_The request_. Revise the rows below by replacing each "Localize" with "Find" and changing nothing else.

_Exercise data_.
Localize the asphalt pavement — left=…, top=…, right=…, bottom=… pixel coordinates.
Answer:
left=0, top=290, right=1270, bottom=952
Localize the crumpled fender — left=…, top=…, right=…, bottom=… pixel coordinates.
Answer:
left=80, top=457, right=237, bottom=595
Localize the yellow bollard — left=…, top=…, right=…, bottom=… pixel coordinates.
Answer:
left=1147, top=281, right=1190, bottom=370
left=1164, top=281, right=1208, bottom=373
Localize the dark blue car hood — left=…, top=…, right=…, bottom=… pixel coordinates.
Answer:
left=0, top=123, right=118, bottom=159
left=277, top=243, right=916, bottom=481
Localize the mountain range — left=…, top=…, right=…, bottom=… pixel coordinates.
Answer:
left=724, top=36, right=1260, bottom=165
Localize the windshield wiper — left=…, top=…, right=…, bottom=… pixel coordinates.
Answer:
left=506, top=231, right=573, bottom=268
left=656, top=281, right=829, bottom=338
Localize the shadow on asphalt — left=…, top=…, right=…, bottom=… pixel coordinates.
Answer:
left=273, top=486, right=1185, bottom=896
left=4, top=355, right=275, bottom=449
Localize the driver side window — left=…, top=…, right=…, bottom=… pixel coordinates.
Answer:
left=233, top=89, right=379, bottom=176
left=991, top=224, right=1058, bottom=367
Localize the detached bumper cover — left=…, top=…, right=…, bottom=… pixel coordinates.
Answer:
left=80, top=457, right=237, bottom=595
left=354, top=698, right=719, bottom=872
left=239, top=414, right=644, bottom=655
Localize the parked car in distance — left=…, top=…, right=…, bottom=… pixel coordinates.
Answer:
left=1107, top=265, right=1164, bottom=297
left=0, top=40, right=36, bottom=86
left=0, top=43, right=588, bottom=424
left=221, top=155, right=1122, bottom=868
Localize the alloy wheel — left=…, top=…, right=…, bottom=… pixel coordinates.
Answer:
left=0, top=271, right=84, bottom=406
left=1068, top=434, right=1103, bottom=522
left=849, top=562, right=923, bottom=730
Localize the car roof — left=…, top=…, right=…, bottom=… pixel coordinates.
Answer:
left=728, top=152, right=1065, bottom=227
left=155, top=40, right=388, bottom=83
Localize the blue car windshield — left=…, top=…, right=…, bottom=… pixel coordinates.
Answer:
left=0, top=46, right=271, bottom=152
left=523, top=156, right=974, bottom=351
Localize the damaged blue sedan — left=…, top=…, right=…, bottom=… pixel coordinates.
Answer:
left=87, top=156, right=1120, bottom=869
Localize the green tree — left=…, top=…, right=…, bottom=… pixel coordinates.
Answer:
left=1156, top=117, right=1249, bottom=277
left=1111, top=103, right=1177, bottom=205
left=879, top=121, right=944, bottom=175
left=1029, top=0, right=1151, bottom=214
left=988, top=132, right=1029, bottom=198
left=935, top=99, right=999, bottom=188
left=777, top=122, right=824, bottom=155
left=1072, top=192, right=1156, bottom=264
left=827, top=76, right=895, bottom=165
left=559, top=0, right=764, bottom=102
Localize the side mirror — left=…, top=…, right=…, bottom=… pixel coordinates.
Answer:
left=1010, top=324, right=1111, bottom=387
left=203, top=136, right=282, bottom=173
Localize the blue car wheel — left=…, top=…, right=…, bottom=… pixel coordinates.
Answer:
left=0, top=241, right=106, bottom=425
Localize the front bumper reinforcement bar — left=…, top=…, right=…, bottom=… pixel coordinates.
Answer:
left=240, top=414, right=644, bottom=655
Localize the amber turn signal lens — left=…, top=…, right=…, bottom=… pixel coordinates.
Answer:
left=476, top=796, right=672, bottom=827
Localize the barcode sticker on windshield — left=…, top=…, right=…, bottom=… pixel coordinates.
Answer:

_Written solution_.
Find the asphalt pavement — left=…, top=…, right=…, bottom=… pixel coordinates.
Answer:
left=0, top=290, right=1270, bottom=952
Find the crumpled fender — left=…, top=…, right=…, bottom=… pixel coordinates.
Answer:
left=80, top=457, right=237, bottom=595
Find the yellow bollard — left=…, top=…, right=…, bottom=… pixel coordinates.
Answer:
left=1147, top=281, right=1190, bottom=370
left=1164, top=281, right=1208, bottom=373
Find the dark blue car hood — left=…, top=…, right=…, bottom=… pixel coordinates.
Answer:
left=0, top=123, right=118, bottom=159
left=277, top=243, right=916, bottom=481
Find the mountain range — left=…, top=…, right=…, bottom=… pixel coordinates.
Answer:
left=724, top=36, right=1260, bottom=165
Find the windshield wiper — left=…, top=…, right=…, bottom=… pixel coordinates.
Answer:
left=506, top=231, right=573, bottom=268
left=656, top=281, right=829, bottom=338
Find the shadow on asphalt — left=…, top=…, right=…, bottom=… pixel coordinates.
Answer:
left=273, top=486, right=1185, bottom=896
left=4, top=355, right=275, bottom=449
Find the driver side window — left=…, top=…, right=…, bottom=… pixel coordinates.
Answer:
left=233, top=89, right=379, bottom=176
left=991, top=224, right=1058, bottom=367
Find the detached bumper cover — left=…, top=…, right=…, bottom=… pixel coordinates.
Answer:
left=80, top=457, right=237, bottom=595
left=354, top=698, right=719, bottom=872
left=239, top=414, right=644, bottom=655
Find the parked car in distance — left=…, top=…, right=…, bottom=… pixel coordinates.
Answer:
left=1107, top=265, right=1164, bottom=297
left=0, top=40, right=36, bottom=86
left=0, top=43, right=588, bottom=424
left=221, top=155, right=1122, bottom=868
Find the alloy wheel — left=…, top=…, right=…, bottom=… pixel coordinates.
Answer:
left=0, top=271, right=84, bottom=406
left=1068, top=434, right=1103, bottom=522
left=849, top=562, right=923, bottom=730
Find the car roof — left=…, top=…, right=…, bottom=… pixel coordinates.
Answer:
left=728, top=152, right=1065, bottom=227
left=155, top=40, right=388, bottom=83
Find the blue car windshield — left=…, top=…, right=…, bottom=… pixel coordinates.
Answer:
left=0, top=46, right=271, bottom=152
left=523, top=156, right=974, bottom=351
Find the damaged blue sedan — left=…, top=…, right=…, bottom=… pixel coordinates.
Answer:
left=87, top=156, right=1120, bottom=869
Find the green tree — left=…, top=…, right=…, bottom=… pixel coordinates.
Answer:
left=1156, top=117, right=1249, bottom=277
left=1111, top=103, right=1177, bottom=205
left=879, top=121, right=944, bottom=175
left=1029, top=0, right=1151, bottom=214
left=988, top=132, right=1029, bottom=198
left=935, top=99, right=999, bottom=188
left=777, top=122, right=824, bottom=155
left=1072, top=192, right=1156, bottom=264
left=827, top=76, right=895, bottom=165
left=559, top=0, right=764, bottom=102
Find the side mirror — left=…, top=…, right=…, bottom=… pixel coordinates.
Answer:
left=1010, top=324, right=1111, bottom=387
left=203, top=136, right=282, bottom=173
Find the blue car wheel — left=…, top=…, right=…, bottom=… pixel coordinates.
Answer:
left=0, top=241, right=106, bottom=425
Find the front bumper reinforcement bar — left=…, top=…, right=…, bottom=… pixel coordinates.
Answer:
left=240, top=414, right=644, bottom=655
Find the amber turn signal lens — left=…, top=…, right=…, bottom=… pixel coordinates.
Answer:
left=476, top=796, right=672, bottom=827
Find the barcode sticker on windshield — left=…, top=…, right=…, bottom=… pixel coordinates.
Answer:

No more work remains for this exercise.